**Texte à lire**

+++

II. QUESTION EN LITIGE

[10] La question dont la Cour est saisie est de savoir si l’appelant était « résident habituel » du Canada au cours de l’année d’imposition 2013.

[11] L’appelant soulève également la question de savoir si les lacunes dans l’avis de réponse empêchent l’intimée de soutenir que l’appelant était « résident habituel ». Plus précisément, l’intimée n’a pas utilisé l’expression « résident habituel » dans son acte de procédure. L’avocat de l’appelant fait également valoir que l’intimée n’avait pas avancé suffisamment d’hypothèses ou invoqué suffisamment de faits pour défendre sa thèse au procès.

III. ANALYSE

[12] Deux témoins ont été appelés à la barre au procès. Il s’agissait de l’appelant et de son fils Moti. Tous deux ont rendu un témoignage crédible sur la vie de l’appelant en Éthiopie entre 2006 et 2017, la rupture du mariage de l’appelant et ses conditions de vie au Canada lors de ses visites, lesquelles étaient fréquentes.

[13] Il s’agit d’une cause difficile. De nombreux faits ont été déposés en preuve par les parties. Pratiquement tous ces faits étaient pertinents quant aux arguments avancés par chaque partie.

[14] Les faits, dans la majorité des cas, n’étaient pas controversés et avaient, pour la plupart, fait l’objet d’une entente avant le procès. Les témoignages des témoins entendus à l’audience n’ont pas été sérieusement mis en doute.

[15] Plusieurs faits supplémentaires et pertinents ont été présentés au procès; ils sont exposés ci-dessous, sous les intitulés « Thèse de l’intimée » et « Thèse de l’appelant ».

+++

**Énoncé du problème**
Recopiez, dans l'extrait du jugement, le passage allant de « II. QUESTION EN » jusqu'à « l’année d’imposition 2013. ». Les enregistrements ne sont pas nécessaires pour ce travail.

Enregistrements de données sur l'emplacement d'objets
+++

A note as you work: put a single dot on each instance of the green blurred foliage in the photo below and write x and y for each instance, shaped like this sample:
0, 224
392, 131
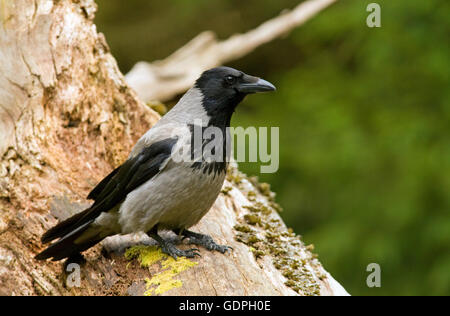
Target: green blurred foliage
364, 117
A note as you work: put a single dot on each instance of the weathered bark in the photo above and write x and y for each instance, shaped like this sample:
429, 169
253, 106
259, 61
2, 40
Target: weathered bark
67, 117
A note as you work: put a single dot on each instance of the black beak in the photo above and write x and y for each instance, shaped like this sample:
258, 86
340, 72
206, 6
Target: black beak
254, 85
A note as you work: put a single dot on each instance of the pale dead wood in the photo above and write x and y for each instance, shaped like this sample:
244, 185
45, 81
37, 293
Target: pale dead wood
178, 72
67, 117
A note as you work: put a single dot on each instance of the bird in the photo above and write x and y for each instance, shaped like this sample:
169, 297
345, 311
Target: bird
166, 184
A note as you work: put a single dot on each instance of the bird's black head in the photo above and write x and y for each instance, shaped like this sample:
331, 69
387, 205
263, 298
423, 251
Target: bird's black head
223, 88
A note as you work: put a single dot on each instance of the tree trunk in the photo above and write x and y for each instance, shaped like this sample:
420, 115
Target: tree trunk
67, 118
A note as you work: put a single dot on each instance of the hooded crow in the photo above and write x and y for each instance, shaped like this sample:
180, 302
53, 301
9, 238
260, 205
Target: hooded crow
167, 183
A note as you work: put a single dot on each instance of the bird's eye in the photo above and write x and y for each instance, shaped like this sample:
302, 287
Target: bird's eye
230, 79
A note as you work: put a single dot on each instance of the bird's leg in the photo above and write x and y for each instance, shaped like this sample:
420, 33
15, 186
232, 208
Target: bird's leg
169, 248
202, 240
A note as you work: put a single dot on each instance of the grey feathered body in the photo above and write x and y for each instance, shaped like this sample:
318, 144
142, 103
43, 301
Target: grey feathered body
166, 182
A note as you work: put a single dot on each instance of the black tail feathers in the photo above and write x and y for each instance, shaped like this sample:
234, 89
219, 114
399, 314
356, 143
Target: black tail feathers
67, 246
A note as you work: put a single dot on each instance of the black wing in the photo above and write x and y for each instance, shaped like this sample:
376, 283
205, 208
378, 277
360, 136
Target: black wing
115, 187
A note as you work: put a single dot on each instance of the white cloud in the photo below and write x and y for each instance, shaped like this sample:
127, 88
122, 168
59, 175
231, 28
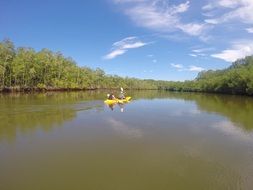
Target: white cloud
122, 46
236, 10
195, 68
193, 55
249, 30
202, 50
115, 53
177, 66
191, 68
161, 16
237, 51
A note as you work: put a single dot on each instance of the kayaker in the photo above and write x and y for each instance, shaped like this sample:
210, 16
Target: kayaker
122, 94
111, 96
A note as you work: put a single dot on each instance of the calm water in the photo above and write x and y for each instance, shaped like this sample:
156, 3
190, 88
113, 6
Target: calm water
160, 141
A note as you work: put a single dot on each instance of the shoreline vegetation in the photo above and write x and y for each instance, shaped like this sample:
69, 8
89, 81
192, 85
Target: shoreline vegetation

+++

**Réponse à la consigne**
II. QUESTION EN LITIGE

[10] La question dont la Cour est saisie est de savoir si l’appelant était « résident habituel » du Canada au cours de l’année d’imposition 2013.